--- BEGIN Material for the task ---

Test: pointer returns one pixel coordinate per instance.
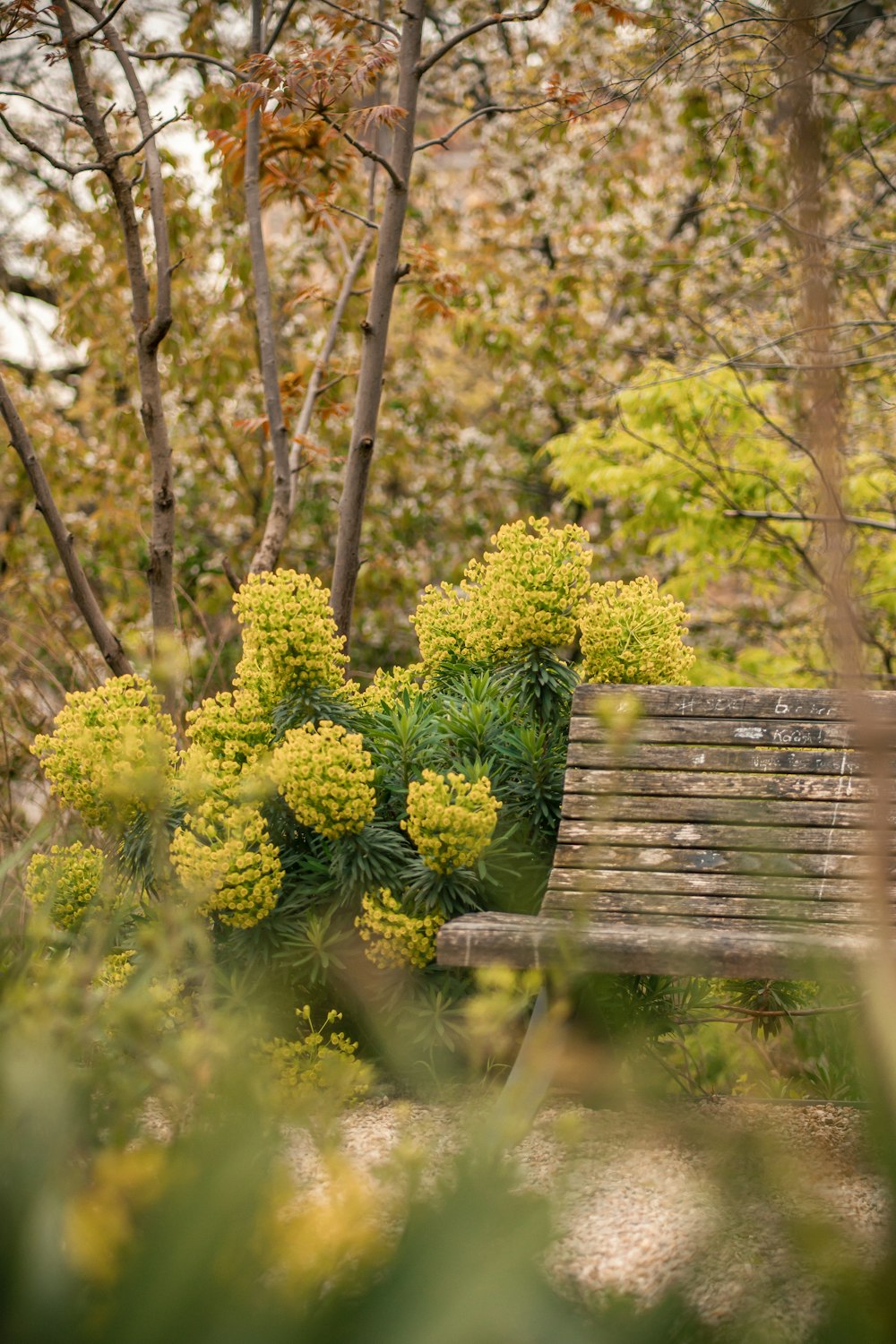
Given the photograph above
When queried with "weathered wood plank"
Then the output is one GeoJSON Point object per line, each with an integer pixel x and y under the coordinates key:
{"type": "Point", "coordinates": [723, 733]}
{"type": "Point", "coordinates": [711, 884]}
{"type": "Point", "coordinates": [694, 784]}
{"type": "Point", "coordinates": [726, 839]}
{"type": "Point", "coordinates": [708, 836]}
{"type": "Point", "coordinates": [664, 859]}
{"type": "Point", "coordinates": [734, 702]}
{"type": "Point", "coordinates": [732, 760]}
{"type": "Point", "coordinates": [643, 903]}
{"type": "Point", "coordinates": [772, 812]}
{"type": "Point", "coordinates": [678, 948]}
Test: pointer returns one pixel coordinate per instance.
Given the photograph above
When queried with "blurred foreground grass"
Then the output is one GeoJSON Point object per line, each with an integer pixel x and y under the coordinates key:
{"type": "Point", "coordinates": [145, 1193]}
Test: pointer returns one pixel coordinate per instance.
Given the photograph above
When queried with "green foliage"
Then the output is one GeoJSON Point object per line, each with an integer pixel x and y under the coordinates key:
{"type": "Point", "coordinates": [675, 460]}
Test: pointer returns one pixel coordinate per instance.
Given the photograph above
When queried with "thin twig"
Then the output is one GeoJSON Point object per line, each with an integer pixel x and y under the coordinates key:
{"type": "Point", "coordinates": [363, 18]}
{"type": "Point", "coordinates": [810, 518]}
{"type": "Point", "coordinates": [101, 23]}
{"type": "Point", "coordinates": [521, 16]}
{"type": "Point", "coordinates": [363, 150]}
{"type": "Point", "coordinates": [187, 56]}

--- END Material for the task ---

• What is expected:
Return every line of the data above word for word, leaving the picture out.

• Full solution:
Test: pointer returns one pixel coordinate per instance.
Given the photograph above
When queried with "weathered wood plank"
Then the output is one GeoJSON Point object per line, each with an integer pixel x and y under the coordinates key:
{"type": "Point", "coordinates": [723, 733]}
{"type": "Point", "coordinates": [711, 884]}
{"type": "Point", "coordinates": [694, 784]}
{"type": "Point", "coordinates": [726, 839]}
{"type": "Point", "coordinates": [708, 836]}
{"type": "Point", "coordinates": [664, 859]}
{"type": "Point", "coordinates": [734, 702]}
{"type": "Point", "coordinates": [732, 760]}
{"type": "Point", "coordinates": [643, 903]}
{"type": "Point", "coordinates": [772, 812]}
{"type": "Point", "coordinates": [678, 948]}
Test: pointer returns one pixel coordinate per instance.
Given the photograph above
When queried with "blurred foreground grass"
Then the output is one GeoJSON Point object per line, each with an integer pixel x and y under the coordinates key:
{"type": "Point", "coordinates": [145, 1193]}
Test: pointer returns one pixel coordinate per instance.
Given the photograph above
When queried with "green foliage"
Then the output is one GeoJSON Point object per line, each with an integer pixel x and y under the coordinates key:
{"type": "Point", "coordinates": [675, 460]}
Test: pointer returns one pixel coordinate per instance.
Given the photograph above
When queried with "thin twig"
Then the output is one GeoJSON Point object per line, each with an integer pixel x and y under the coordinates key:
{"type": "Point", "coordinates": [363, 18]}
{"type": "Point", "coordinates": [810, 518]}
{"type": "Point", "coordinates": [101, 23]}
{"type": "Point", "coordinates": [521, 16]}
{"type": "Point", "coordinates": [363, 150]}
{"type": "Point", "coordinates": [187, 56]}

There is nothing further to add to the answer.